Testo fornito —
Salve a tutti, sinceramente non so se posso inserirmi e non so nemmeno se quello ke dirò è giusto o possa servire, se non è così chiedo scusa...
Vi vorrei solo far conoscere la mia esperienza!!
Si parla di persone "diverse", ok, certo,hanno qualcosa di più o di meno dalle persone "normali", ma la loro diffidenza è forse causata dall'imbarazzo che i "normali" provano al primo impatto....
Non mi riferisco agli ignoranti che prendono in giro chi ha qualcosa di diverso da loro, parlo di chi ci mette la buona volontà, ma che cmq all'inizio ha lui stesso delle difficoltà!
Perché la gente non riesce a trattare (quando possibile ovviamente, ci sono casi particolari...) tutti nello stesso modo?
Invece c'è quasi un blocco, si tende a trattare in modo diverso solo perché si teme di ferire o sbagliare, certo non solo questo...
Ora vorrei raccontarvi la mia storia...
Sono nata con un difetto in bocca (labbro leporino e palato schisi) che mi causa un problema di linguaggio nonostante 12 interventi. Da piccola (classico!) mi prendevano spesso in giro e mi facevano il “verso” e lasciamo perdere le battutine sul mio viso...., gli adulti dicevano "poverina" e mi trattavano come se dovevo rompermi da un momento all'altro...., io piano piano mi son chiusa in me stessa.

Cose da fare —
1. Riproduci parola per parola il brano del testo fornito che va da "Si parla di" fino a "la mia storia..." compreso.
2. Elenca tutte le parole che nel testo fornito compaiono tra virgolette, indicando ciascuna una sola volta.

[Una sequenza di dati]
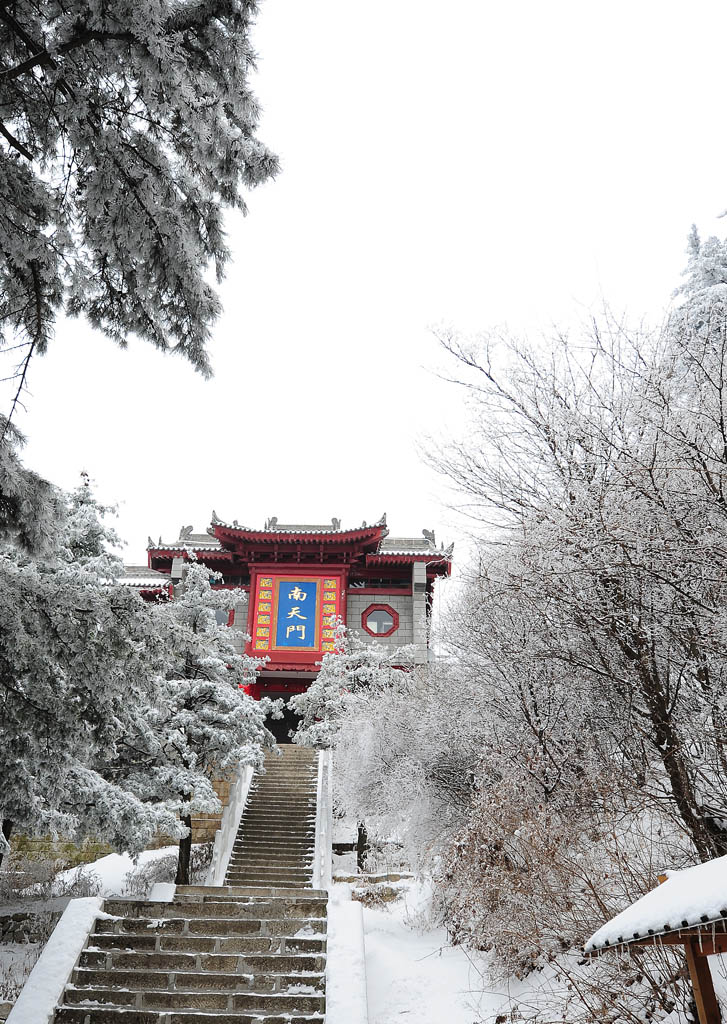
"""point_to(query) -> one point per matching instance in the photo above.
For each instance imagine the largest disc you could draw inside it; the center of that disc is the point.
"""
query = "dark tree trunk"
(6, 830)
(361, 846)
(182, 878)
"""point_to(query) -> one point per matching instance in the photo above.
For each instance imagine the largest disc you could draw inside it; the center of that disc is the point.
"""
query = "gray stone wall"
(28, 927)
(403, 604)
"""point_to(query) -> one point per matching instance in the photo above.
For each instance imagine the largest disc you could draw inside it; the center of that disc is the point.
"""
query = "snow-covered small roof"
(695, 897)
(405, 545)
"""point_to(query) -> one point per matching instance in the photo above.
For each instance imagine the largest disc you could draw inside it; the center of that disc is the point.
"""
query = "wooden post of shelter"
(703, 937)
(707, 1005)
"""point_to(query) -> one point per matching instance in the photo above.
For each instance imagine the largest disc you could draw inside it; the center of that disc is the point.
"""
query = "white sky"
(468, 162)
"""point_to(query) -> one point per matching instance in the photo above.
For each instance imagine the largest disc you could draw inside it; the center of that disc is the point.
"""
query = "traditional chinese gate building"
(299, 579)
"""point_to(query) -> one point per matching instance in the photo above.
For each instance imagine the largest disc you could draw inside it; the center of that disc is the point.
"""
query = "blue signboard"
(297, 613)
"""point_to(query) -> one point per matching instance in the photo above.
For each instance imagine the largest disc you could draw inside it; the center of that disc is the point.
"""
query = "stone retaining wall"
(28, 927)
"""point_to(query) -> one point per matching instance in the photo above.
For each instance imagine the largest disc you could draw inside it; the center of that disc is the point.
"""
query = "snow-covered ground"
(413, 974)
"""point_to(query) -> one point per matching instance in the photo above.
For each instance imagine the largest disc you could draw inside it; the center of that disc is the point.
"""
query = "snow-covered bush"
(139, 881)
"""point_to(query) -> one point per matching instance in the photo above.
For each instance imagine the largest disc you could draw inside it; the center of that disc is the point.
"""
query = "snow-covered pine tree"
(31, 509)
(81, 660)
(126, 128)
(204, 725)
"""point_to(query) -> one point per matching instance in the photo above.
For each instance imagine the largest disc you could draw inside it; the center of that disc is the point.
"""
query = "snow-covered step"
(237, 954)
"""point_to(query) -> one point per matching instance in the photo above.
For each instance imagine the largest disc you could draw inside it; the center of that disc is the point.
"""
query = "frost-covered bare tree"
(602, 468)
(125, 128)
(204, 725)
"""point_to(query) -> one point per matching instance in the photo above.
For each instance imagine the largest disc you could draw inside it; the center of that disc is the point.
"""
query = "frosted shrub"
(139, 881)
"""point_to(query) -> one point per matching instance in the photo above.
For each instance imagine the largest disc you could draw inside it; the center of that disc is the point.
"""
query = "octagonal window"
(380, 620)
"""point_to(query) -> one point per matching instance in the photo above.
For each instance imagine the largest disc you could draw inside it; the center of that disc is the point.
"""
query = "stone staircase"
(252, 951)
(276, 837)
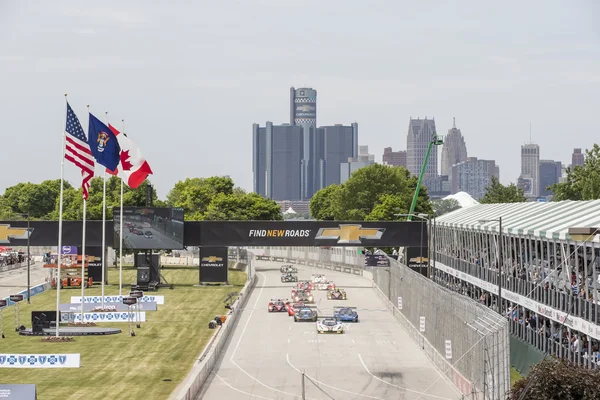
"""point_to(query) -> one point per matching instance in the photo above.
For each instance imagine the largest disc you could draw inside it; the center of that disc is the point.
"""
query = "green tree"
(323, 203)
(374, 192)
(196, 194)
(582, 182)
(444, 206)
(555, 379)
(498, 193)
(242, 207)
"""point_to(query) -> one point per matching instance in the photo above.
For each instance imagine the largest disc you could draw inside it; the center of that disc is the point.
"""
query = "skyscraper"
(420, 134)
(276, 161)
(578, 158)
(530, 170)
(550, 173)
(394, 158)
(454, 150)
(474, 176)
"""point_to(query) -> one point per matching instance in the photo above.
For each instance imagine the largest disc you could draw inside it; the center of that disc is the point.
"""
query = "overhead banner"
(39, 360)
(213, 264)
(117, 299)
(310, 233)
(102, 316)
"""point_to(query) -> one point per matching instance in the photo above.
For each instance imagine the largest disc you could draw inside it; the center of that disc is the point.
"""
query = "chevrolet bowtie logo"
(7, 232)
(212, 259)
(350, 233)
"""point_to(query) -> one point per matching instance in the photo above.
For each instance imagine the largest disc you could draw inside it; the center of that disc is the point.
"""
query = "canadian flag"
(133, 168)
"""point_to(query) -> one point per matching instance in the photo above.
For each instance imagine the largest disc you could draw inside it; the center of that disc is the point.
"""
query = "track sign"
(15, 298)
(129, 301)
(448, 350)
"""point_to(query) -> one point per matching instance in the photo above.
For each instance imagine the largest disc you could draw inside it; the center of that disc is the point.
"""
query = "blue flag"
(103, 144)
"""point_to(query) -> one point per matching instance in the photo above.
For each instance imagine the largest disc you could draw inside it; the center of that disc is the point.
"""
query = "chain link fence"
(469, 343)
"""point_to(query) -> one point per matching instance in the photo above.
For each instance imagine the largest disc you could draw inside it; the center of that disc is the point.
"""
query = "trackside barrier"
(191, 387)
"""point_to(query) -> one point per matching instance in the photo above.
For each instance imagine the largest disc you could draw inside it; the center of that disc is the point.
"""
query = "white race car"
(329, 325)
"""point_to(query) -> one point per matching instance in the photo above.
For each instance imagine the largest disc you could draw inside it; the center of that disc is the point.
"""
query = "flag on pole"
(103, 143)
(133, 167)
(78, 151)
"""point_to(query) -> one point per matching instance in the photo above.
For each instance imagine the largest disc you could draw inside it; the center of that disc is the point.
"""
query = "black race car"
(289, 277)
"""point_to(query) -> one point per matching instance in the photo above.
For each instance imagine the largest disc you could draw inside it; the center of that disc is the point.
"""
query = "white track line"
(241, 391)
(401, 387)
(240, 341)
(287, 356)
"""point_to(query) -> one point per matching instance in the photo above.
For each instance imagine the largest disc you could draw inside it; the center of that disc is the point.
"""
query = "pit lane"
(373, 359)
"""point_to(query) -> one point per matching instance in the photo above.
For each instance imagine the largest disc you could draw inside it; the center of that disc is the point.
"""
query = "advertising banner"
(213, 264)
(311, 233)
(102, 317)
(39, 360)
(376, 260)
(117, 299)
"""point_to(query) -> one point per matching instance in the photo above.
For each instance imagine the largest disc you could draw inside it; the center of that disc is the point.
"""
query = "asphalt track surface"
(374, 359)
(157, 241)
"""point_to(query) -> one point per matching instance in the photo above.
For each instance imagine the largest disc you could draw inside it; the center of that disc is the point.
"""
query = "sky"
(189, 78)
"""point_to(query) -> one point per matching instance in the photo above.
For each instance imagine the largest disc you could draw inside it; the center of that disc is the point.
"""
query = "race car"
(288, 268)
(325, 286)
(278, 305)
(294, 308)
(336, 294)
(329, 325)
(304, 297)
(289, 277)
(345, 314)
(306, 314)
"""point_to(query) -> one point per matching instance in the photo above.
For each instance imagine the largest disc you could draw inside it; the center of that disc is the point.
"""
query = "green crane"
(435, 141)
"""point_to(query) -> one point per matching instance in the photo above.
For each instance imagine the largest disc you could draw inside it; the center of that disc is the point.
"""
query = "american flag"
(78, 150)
...
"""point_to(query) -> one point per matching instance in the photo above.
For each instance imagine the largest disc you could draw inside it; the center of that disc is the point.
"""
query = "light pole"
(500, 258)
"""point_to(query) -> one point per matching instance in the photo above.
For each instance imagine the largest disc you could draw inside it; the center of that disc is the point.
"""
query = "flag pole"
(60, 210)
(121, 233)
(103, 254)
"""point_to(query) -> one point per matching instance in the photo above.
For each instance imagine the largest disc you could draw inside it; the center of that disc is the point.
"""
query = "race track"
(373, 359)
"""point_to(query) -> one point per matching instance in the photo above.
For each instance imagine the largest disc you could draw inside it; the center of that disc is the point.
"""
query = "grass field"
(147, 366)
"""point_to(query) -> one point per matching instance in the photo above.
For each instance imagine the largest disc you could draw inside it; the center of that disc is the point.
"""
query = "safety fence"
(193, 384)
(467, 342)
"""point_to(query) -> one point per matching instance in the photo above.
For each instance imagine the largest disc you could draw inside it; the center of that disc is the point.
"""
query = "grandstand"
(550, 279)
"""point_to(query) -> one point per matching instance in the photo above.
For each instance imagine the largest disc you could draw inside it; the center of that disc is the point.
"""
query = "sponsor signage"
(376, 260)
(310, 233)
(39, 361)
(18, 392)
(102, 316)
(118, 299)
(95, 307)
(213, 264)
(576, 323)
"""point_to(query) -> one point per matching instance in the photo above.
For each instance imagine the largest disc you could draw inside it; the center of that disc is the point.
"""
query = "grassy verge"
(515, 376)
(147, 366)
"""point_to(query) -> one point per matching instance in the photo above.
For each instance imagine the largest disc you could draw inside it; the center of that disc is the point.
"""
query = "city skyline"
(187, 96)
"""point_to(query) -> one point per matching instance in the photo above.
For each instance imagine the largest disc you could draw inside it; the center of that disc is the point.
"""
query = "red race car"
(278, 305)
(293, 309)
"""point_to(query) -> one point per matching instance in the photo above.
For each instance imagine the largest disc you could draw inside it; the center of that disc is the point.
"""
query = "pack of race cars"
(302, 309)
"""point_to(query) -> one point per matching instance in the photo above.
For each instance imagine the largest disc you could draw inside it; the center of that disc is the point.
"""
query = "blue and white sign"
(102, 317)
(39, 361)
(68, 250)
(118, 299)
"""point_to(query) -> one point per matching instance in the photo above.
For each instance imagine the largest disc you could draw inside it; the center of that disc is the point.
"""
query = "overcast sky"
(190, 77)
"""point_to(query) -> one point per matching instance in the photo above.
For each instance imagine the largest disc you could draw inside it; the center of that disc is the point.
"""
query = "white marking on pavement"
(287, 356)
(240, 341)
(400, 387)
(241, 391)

Soluzioni dei compiti —
1.
Si parla di persone "diverse", ok, certo,hanno qualcosa di più o di meno dalle persone "normali", ma la loro diffidenza è forse causata dall'imbarazzo che i "normali" provano al primo impatto....
Non mi riferisco agli ignoranti che prendono in giro chi ha qualcosa di diverso da loro, parlo di chi ci mette la buona volontà, ma che cmq all'inizio ha lui stesso delle difficoltà!
Perché la gente non riesce a trattare (quando possibile ovviamente, ci sono casi particolari...) tutti nello stesso modo?
Invece c'è quasi un blocco, si tende a trattare in modo diverso solo perché si teme di ferire o sbagliare, certo non solo questo...
Ora vorrei raccontarvi la mia storia...

2.
diverse
normali
verso
poverina